(Location labeling records)
● ● ● ● ●

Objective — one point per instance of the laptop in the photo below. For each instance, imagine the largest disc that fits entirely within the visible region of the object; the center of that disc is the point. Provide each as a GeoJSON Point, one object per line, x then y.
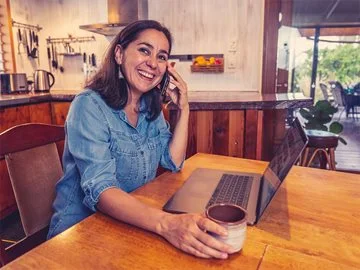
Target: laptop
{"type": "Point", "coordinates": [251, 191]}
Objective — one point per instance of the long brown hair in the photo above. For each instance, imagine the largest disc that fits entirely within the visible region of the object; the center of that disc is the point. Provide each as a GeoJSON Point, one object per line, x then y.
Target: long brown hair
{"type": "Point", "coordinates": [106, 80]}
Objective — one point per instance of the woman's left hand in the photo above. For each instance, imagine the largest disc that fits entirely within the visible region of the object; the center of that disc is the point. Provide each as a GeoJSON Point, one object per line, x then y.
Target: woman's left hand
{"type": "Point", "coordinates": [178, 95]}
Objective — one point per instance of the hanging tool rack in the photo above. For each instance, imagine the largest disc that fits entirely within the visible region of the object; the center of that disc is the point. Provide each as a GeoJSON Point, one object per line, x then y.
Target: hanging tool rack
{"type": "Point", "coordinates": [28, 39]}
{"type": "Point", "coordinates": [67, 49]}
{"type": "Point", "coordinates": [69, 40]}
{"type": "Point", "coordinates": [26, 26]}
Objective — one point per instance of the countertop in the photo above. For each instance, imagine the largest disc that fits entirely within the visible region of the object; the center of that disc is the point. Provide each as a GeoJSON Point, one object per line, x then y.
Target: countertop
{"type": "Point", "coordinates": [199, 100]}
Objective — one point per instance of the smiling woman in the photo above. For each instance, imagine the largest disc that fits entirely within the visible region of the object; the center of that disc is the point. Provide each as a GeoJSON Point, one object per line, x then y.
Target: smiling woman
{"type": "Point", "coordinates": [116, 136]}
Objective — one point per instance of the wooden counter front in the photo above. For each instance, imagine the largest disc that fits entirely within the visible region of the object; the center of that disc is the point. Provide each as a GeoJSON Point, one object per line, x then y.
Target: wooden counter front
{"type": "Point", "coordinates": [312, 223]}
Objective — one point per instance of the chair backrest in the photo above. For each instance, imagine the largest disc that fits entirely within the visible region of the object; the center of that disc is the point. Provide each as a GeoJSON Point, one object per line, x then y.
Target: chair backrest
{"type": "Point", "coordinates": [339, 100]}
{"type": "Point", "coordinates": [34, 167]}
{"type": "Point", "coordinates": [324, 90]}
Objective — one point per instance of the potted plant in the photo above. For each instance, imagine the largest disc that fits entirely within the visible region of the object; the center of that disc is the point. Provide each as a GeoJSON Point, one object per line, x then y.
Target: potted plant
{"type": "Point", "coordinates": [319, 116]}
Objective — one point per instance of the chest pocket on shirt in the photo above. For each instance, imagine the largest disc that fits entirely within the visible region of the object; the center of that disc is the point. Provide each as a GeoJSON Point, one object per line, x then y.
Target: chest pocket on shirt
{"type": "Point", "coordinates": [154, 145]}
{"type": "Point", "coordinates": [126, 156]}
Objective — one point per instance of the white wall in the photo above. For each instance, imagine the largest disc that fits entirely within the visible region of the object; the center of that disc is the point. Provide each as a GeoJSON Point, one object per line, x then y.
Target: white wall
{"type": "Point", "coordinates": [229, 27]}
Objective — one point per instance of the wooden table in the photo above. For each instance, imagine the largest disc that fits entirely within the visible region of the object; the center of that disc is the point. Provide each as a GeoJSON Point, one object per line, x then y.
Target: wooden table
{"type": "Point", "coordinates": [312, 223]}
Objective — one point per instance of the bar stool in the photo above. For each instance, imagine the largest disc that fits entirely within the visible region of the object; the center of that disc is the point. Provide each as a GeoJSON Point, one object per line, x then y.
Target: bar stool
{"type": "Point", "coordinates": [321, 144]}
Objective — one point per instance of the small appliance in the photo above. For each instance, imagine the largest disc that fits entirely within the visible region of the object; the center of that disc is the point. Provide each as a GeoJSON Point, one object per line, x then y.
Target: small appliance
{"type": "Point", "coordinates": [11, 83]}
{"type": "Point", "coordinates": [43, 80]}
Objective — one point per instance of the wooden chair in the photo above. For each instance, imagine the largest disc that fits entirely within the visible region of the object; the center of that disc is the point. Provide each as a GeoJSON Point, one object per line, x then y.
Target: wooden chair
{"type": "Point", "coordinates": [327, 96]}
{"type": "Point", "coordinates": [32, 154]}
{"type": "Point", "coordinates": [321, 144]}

● ● ● ● ●

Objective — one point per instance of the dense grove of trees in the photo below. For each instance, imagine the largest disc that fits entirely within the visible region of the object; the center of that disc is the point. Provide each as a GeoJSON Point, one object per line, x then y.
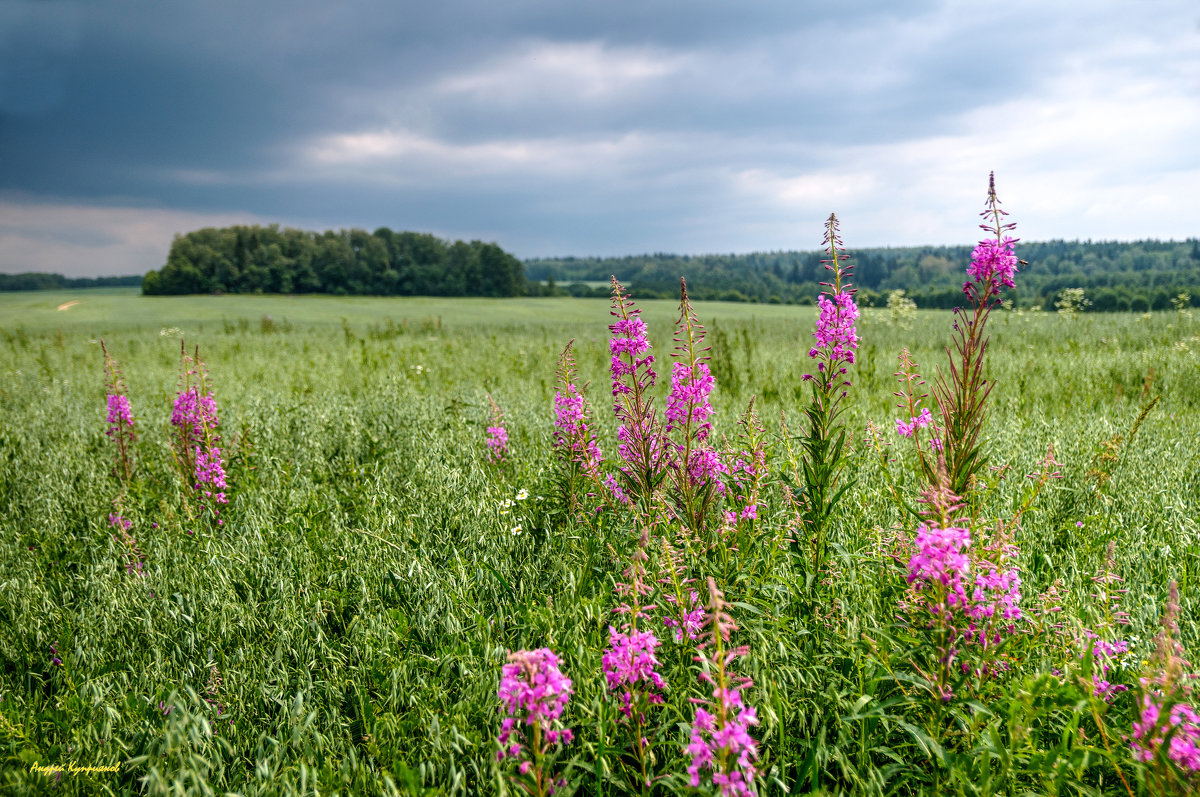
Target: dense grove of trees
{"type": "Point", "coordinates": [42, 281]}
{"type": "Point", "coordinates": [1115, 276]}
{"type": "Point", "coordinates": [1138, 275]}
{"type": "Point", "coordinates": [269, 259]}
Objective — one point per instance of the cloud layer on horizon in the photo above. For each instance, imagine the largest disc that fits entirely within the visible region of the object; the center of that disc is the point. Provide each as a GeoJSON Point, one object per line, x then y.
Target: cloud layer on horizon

● ● ● ● ●

# TASK BRIEF
Report every line in the data above that contains the string "shirt", copying each such line in full. Matches must have the same case.

# TASK SOLUTION
Objective — one point per instance of the chest pocket on shirt in the photo above. For each instance, imagine the largest disc that fits entirely within the visible region of the object; the center of that disc is the point. Provide each as a GeoJSON Point, one object per line, x then y.
Target: chest pocket on shirt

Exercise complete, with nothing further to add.